▶ **PROBLEMS TO SOLVE**:
**A)** Reproduce verbatim the passage of the Supreme Court decision preview starting with "As the Democrats" and going on through "of it unconstitutional.".
**B)** Write the next part of the Supreme Court decision preview, picking up after its final sentence.

Supreme Court decision preview
The Hiller Instinct: Supreme Court decision preview
When the president signed the bill that's become known as Obamacare more than two years ago, Democrats rejoiced. The expansion of health care was a landmark the party had tried--unsuccessfully--to enact for decades...and the president believed it would go down in history as his legacy:
"Today, after almost a century of change. Today, after over a year of debate, today after all the votes have been tallied...health reform becomes law in America,” the president said after signing the bill on March 23, 2010.
What the president did not say is that all the votes for the bill came from Democrats...not one from Republicans.
As the Democrats celebrated, the Republicans began the legal challenge the Supreme Court should resolve tomorrow.
The court has three choices: uphold the entire Patient Protection and Affordable Care Act; kill it all; or issue a split decision: ruling part of it unconstitutional.
And the part that may be ruled out is the heart of the law: the individual mandate, requiring all Americans to buy health insurance, whether or not they want to.
"We don't need to re-fight this battle over health care," President Obama said.
The president and most Democrats have always said the Supreme Court would never throw out the individual mandate. But now they're realizing it could happen tomorrow.

▶ **DATASET EXCERPTS**:
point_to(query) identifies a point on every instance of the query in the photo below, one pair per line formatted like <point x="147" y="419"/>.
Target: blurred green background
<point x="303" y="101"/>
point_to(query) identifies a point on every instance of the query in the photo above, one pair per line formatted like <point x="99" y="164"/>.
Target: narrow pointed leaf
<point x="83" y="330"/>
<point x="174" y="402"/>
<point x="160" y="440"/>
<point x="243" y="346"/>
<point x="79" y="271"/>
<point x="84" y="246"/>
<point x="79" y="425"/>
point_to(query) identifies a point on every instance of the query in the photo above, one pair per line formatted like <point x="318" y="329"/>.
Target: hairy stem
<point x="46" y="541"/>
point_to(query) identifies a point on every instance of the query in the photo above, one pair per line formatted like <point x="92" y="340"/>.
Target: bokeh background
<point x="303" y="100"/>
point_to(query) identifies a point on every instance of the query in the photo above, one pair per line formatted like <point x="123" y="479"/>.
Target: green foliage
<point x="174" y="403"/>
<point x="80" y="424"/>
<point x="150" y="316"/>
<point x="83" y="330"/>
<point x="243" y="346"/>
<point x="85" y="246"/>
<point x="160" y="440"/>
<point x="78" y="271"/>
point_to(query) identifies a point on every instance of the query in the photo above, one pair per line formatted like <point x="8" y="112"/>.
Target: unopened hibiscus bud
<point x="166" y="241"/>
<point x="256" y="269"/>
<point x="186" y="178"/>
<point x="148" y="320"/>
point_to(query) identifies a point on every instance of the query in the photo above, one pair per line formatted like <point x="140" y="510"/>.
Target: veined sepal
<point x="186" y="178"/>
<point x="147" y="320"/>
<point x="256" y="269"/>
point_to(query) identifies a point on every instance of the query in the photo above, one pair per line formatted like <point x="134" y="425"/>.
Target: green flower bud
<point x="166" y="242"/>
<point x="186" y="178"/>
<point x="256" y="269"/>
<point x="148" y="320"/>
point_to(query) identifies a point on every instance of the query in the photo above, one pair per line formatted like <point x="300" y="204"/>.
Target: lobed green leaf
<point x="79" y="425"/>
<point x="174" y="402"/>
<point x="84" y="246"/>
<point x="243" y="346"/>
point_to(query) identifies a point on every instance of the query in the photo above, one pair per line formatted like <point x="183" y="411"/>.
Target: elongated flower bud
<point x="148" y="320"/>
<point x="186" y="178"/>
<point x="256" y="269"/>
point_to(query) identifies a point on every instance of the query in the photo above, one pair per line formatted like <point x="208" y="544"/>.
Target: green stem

▶ **RESULTS OF THE TASKS**:
**A)**
As the Democrats celebrated, the Republicans began the legal challenge the Supreme Court should resolve tomorrow.
The court has three choices: uphold the entire Patient Protection and Affordable Care Act; kill it all; or issue a split decision: ruling part of it unconstitutional.

**B)**
And so does Mitt Romney:
“If Obamacare is not deemed constitutional, then the first three and a half years of this president's term will have been wasted on something that has not helped the American people," Romney said.
A new NBC poll shows 41% of registered voters think the president's plan is a bad idea...while just 35% think it's a good idea.
So however the Supreme Court rules tomorrow, it's clear the White House misjudged how popular his plan would be:
"As people become familiar with it, it will sell itself," senior presidential adviser David Axelrod said 2 years ago.
To paraphrase the vice-president, this is a big deal.
The president's signature bill is at stake, and the Oval Office may be, too.
I hope you get a good's night sleep tonight....but I don't think the president or Mitt Romney will.